• _TASK GOAL_: Locate each line in the records below that contains the string "snow", and copy every such line in full.

((

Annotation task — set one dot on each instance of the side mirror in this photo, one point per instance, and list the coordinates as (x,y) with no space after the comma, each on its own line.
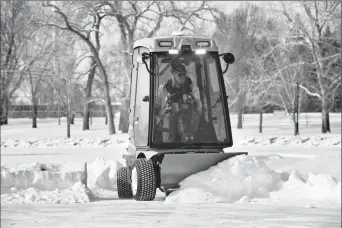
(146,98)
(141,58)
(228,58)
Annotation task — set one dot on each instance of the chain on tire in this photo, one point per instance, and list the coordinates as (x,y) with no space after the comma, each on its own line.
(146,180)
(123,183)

))
((

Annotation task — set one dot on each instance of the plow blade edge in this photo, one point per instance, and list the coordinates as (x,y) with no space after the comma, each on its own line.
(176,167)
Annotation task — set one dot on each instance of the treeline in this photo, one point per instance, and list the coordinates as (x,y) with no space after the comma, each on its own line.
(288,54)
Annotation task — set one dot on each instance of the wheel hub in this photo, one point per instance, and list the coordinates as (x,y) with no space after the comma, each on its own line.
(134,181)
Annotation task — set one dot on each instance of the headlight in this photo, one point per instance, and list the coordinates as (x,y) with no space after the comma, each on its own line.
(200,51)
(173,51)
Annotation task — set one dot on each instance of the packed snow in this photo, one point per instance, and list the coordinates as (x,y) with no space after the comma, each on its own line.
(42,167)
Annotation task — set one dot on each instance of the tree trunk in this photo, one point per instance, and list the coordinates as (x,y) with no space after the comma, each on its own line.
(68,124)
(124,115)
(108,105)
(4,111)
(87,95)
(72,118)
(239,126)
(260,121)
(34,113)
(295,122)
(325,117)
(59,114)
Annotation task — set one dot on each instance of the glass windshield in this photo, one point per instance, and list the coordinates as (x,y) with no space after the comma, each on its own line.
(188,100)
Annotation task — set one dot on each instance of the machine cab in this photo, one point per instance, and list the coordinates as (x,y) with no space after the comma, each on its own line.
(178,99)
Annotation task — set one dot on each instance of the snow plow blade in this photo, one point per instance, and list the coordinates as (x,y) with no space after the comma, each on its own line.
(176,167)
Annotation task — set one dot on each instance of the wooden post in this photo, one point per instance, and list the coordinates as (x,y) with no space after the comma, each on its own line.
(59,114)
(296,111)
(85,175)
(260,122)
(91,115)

))
((

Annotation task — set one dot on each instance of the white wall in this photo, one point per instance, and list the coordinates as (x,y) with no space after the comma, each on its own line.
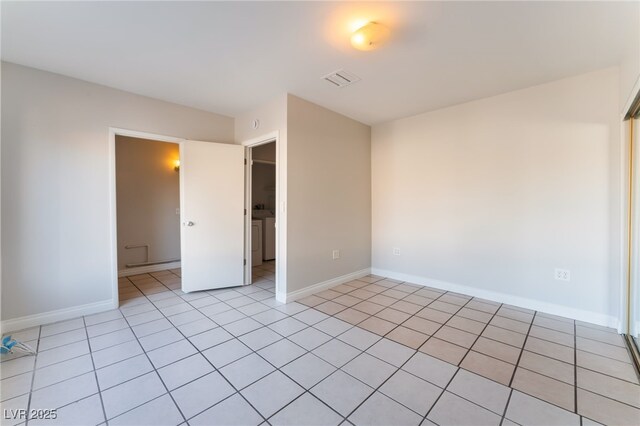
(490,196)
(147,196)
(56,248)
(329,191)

))

• _IN RESPONSE_:
Annotation task — set one dot on each instance of the packed snow in this photo, one point per instance, and list the coordinates as (x,y) with no space after the comma, each on its own line.
Annotation task — set one dot on each instance of the snow plow blade in this photo, one point per instance, and list the coordinates as (x,y) with no space after the comma, each on its own line.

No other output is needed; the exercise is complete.